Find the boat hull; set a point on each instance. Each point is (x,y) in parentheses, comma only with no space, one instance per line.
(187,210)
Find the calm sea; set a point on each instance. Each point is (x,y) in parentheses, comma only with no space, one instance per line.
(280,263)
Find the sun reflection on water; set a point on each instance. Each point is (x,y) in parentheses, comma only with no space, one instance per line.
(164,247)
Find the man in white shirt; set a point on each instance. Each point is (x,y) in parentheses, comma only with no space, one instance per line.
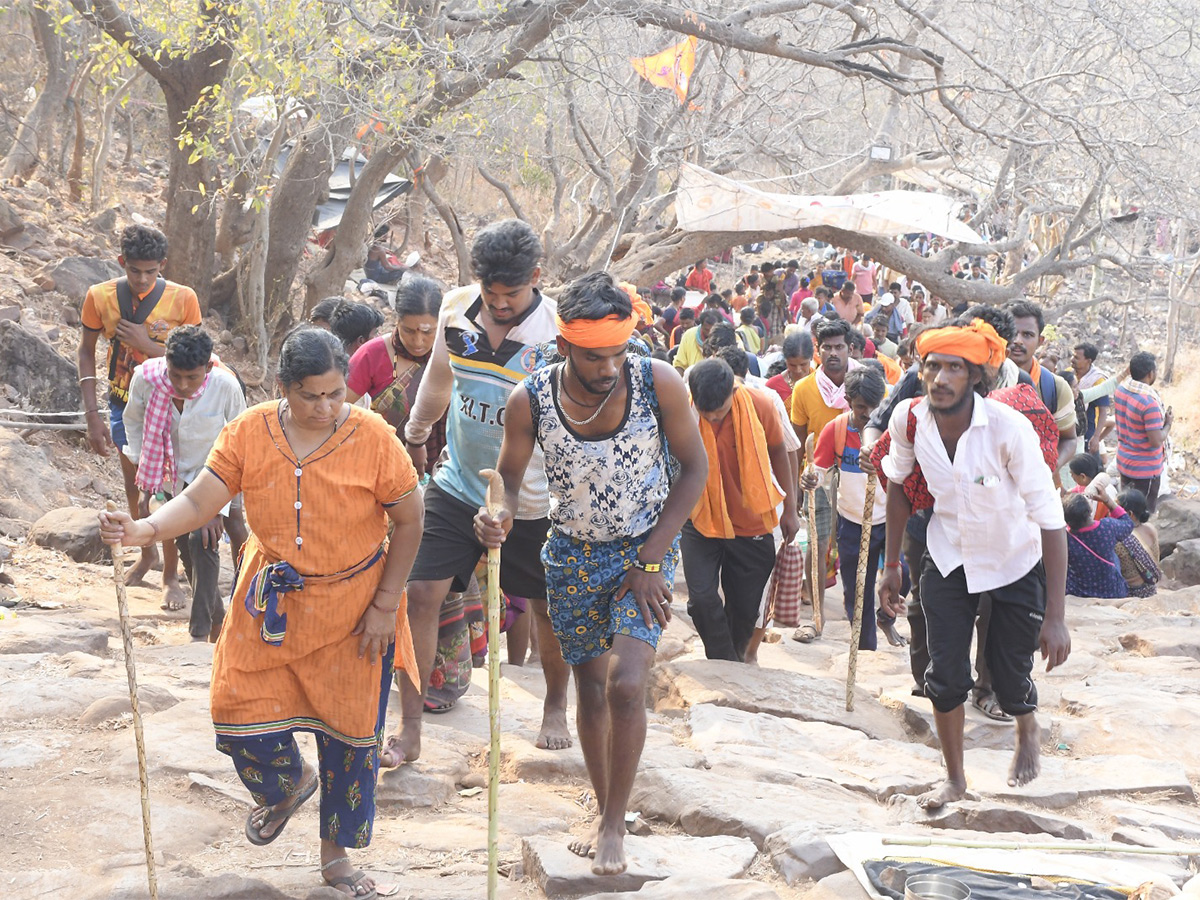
(178,406)
(995,513)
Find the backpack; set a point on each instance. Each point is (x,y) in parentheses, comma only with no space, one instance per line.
(1020,397)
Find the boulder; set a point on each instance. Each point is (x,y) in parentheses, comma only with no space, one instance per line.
(1176,521)
(36,371)
(73,531)
(1183,564)
(562,874)
(73,275)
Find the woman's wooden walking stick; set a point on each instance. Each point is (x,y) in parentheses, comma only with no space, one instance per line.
(864,551)
(495,504)
(815,556)
(123,610)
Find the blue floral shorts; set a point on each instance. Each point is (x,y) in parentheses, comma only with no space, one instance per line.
(581,592)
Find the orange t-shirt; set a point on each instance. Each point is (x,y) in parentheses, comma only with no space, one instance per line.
(101,312)
(745,523)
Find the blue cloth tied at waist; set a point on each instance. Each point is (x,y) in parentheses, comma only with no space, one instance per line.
(271,581)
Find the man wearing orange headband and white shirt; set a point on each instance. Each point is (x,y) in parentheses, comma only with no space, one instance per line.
(984,468)
(605,420)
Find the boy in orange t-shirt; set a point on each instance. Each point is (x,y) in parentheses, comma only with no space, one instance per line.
(155,307)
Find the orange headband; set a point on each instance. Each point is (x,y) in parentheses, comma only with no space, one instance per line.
(977,342)
(609,331)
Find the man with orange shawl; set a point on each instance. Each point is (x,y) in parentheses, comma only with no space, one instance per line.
(605,420)
(727,545)
(996,513)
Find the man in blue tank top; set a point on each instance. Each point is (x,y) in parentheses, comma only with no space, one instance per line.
(605,421)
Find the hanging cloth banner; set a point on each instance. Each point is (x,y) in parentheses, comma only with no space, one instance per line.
(671,67)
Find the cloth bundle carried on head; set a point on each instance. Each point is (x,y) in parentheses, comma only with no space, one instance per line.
(977,342)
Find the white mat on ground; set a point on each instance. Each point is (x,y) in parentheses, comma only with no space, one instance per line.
(858,847)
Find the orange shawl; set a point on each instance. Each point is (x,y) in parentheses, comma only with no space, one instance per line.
(711,516)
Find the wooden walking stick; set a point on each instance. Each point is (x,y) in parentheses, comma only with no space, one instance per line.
(495,504)
(123,610)
(864,549)
(817,563)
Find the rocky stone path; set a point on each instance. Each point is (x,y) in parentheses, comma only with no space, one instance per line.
(747,772)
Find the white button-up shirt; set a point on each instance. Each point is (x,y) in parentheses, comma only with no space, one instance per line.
(193,431)
(991,503)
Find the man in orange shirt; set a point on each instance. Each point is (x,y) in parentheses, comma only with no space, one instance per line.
(727,546)
(135,313)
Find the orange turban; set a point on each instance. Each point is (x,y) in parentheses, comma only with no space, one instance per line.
(609,331)
(977,342)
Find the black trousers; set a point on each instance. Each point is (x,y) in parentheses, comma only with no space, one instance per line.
(203,569)
(738,568)
(1017,613)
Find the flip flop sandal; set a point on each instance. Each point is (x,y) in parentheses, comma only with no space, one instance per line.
(255,835)
(990,707)
(348,881)
(805,634)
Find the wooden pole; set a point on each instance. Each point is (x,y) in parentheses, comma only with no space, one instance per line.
(123,610)
(495,504)
(856,631)
(815,556)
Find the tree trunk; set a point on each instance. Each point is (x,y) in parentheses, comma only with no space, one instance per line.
(348,247)
(35,137)
(303,185)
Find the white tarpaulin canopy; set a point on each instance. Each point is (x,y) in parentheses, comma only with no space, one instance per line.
(707,202)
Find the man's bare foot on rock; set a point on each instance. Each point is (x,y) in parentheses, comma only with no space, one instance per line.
(586,846)
(1027,757)
(555,735)
(173,597)
(402,747)
(947,792)
(610,856)
(137,574)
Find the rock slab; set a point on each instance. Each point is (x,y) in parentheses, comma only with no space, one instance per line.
(561,874)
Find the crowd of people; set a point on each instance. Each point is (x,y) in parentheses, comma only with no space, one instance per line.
(631,441)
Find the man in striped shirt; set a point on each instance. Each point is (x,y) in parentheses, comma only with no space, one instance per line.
(1143,427)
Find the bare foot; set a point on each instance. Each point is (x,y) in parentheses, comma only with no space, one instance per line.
(1027,757)
(341,875)
(610,858)
(402,747)
(586,846)
(555,733)
(947,792)
(173,597)
(889,629)
(148,561)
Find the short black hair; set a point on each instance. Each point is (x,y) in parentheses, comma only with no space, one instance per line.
(353,321)
(1025,310)
(1077,510)
(324,310)
(189,347)
(144,244)
(736,358)
(1141,365)
(593,297)
(310,351)
(418,295)
(1134,503)
(507,252)
(711,383)
(865,383)
(828,329)
(1002,321)
(1086,465)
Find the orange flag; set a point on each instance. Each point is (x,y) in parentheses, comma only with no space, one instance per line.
(671,67)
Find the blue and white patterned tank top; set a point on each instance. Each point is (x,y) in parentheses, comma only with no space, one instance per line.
(607,487)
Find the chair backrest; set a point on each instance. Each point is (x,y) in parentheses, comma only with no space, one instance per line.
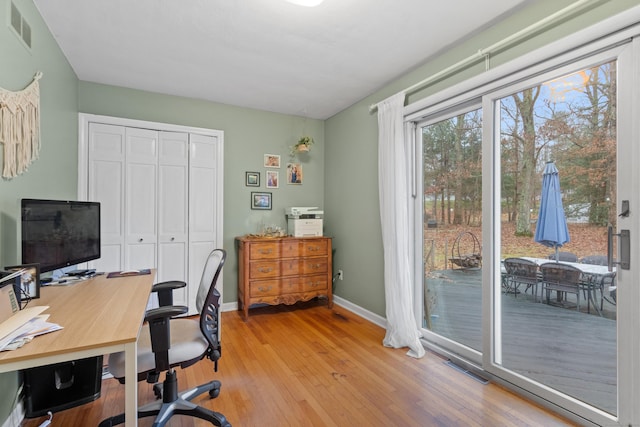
(564,256)
(553,272)
(208,301)
(519,267)
(595,260)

- _YOUR OBJECTIVE_:
Can you reproduce every row above word for word, leaving out the pictures?

- _SOLVED PROBLEM_:
Find the boat hull; set a point on each instance. Each point is (x,y) in parentheses, comma only with no space, one instance per line.
(187,210)
Find the calm sea; set a point on each instance. Each point is (x,y) in parentheses, comma only with no space, one instance per line.
(280,263)
Find the sun reflection on water; set a point on each instance. Each point is (x,y) in parentheses, comma only with no space, one instance per line.
(164,247)
Find the man in white shirt; set a point on each instance. Each point is (x,y) in parentheses, comma only with no space, one instance per line.
(178,406)
(995,513)
Find the backpack; set a point on each instance. Each point is (x,y) in parentheses, comma only with no space, one instance per line.
(1020,397)
Find the boulder; set a point on each instance. Each point is (x,y) in parentheses, comma only with no space, one instance per line.
(1176,521)
(36,371)
(73,531)
(1183,564)
(562,874)
(73,275)
Find the woman's wooden walking stick; set a point on each instance. Each point is (x,y) in parentheses, comma only with no space, one instance per line.
(864,551)
(495,504)
(815,556)
(123,610)
Find the blue floral shorts; set a point on each instance. Each point is (x,y) in parentheses, comma only with no space, one instance per line.
(581,592)
Find the orange t-shirt; set a point on each instance. Each point is (x,y) in parentheses, comma only with no space, one instance per line.
(101,312)
(745,523)
Find the blue cloth tied at waist; set a point on each instance. Each point is (x,y) in parentheses, comma only with no space, one instance per line.
(271,581)
Find the man wearing orange headband and white shirt; set a point on each instance. Each point is (x,y) in parentheses, comma only with no space, one instance per line.
(984,468)
(605,420)
Find the boy in orange t-shirt; set a point on each instance. Each point is (x,y) in parentheses, comma only with no space, one instance per line.
(155,307)
Find the orange headband; set a point on each instance. Each point is (x,y) in parentheses, comma only with no space, one instance per line.
(977,342)
(609,331)
Find the man with orange shawl; set a point on each instance. Each point is (x,y) in parentheses, comma only with no space, one instance per line.
(605,420)
(727,545)
(996,513)
Find the man in blue tank top; set a point on each instance. Each point is (x,y) in parentheses, comma only with no space, one instance per line.
(605,421)
Find the hanging cloth banner; set a point on each instance. Each point is (x,y) in parentheses, comma only with no space, one instance per line.
(671,67)
Find the cloth bundle carried on head; set a point on each instance. Each point is (x,y) in parentheses, comma only with no space, one instance per line.
(977,342)
Find the white mat on ground; set a point on each instance. Each point is (x,y) in parentheses, comma only with no space, one instance per line.
(858,847)
Find the orange shawl; set a point on each instance. Each point is (x,y) in parentheses, comma only with no space, one instance per line.
(711,516)
Find the wooden walking stick; set a point on each instance. Each point is (x,y) in parentheses, comma only with no space, one instance per line.
(495,504)
(123,610)
(864,549)
(817,563)
Find the rocky stone path; set a point on each instance. Each point is (x,y) in parentheses, comma only with no space, one instance per line.
(747,772)
Find the white button-up shirt; set a point on each instance. Each point is (x,y) in parentheses, comma only with no space, one instance per line.
(193,431)
(991,503)
Find the man in orange shirt; set a point on each instance. Each point is (x,y) in parentheses, comma only with no space, one instance per line.
(727,546)
(135,313)
Find the orange turban; set a point on each instance. Each point is (x,y) in parentheses, comma only with no space, one instance per line.
(609,331)
(977,342)
Find the black trousers; set a point on each instance. Each point is (x,y) in parentheses, comma only with no space, one instance per line.
(203,569)
(738,568)
(1017,613)
Find the flip flop sandal; set a point on each instance. Each point is (x,y) in parentheses, comma only with no space, one instance per line.
(255,835)
(990,707)
(348,881)
(805,634)
Find the wooden pole; set a point on each instance. Each point is (x,y) in parentheses, comma only with no space, one instance per line.
(123,610)
(495,504)
(856,631)
(815,556)
Find the tree trunk; set a point on each instance. Each point is (x,y) in parentheses, comma only with no space, one instance per line.
(348,247)
(35,137)
(303,185)
Find the white tarpaulin canopy; set a point on each instance. Each point is (x,y) in parentheses, comma only with no space, one instance per line.
(707,202)
Find the man's bare foot on rock; set a point on each instance. Each point is (x,y) in parentheses, comma only with no space, one instance per line.
(586,846)
(1027,757)
(555,735)
(173,597)
(402,747)
(947,792)
(610,856)
(137,574)
Find the rock slab; set a point on each instance. Each point is (x,y) in parentheses, comma only with no space, one instance per line.
(561,874)
Find the crowd of people; set a point on each instance. Each point is (x,y) in parentheses, comma only with no space, one instance per line.
(631,441)
Find the man in striped shirt; set a point on each instance. Each point is (x,y) in parentheses, comma only with no space, one instance per line.
(1143,427)
Find the bare foot; set a point on each instance. Each point is (x,y) in parentheses, comma only with no space, one instance per line.
(1027,757)
(341,875)
(610,858)
(402,747)
(586,846)
(555,733)
(947,792)
(173,597)
(889,629)
(148,561)
Find the short black hair; set a point on each instance. Each point is (x,y) in parentheses, comma only with no space, one instance per line.
(353,321)
(1025,310)
(1077,510)
(324,310)
(189,347)
(144,244)
(736,358)
(1141,365)
(593,297)
(310,351)
(418,295)
(1134,503)
(507,252)
(711,383)
(865,383)
(828,329)
(1002,321)
(1086,465)
Find the orange flag; set a point on each instance. Each point is (x,y) in parentheses, comma only with no space, one instance per line.
(671,67)
Find the blue and white patterned tank top; set a point on each instance. Each point is (x,y) in parentheses, comma only with no space, one instance per line.
(607,487)
Find the chair backrest; set a point on each instance. Each point is (x,y) in parentheses, comma only with no space, one instance per line.
(564,256)
(553,272)
(208,301)
(519,267)
(595,260)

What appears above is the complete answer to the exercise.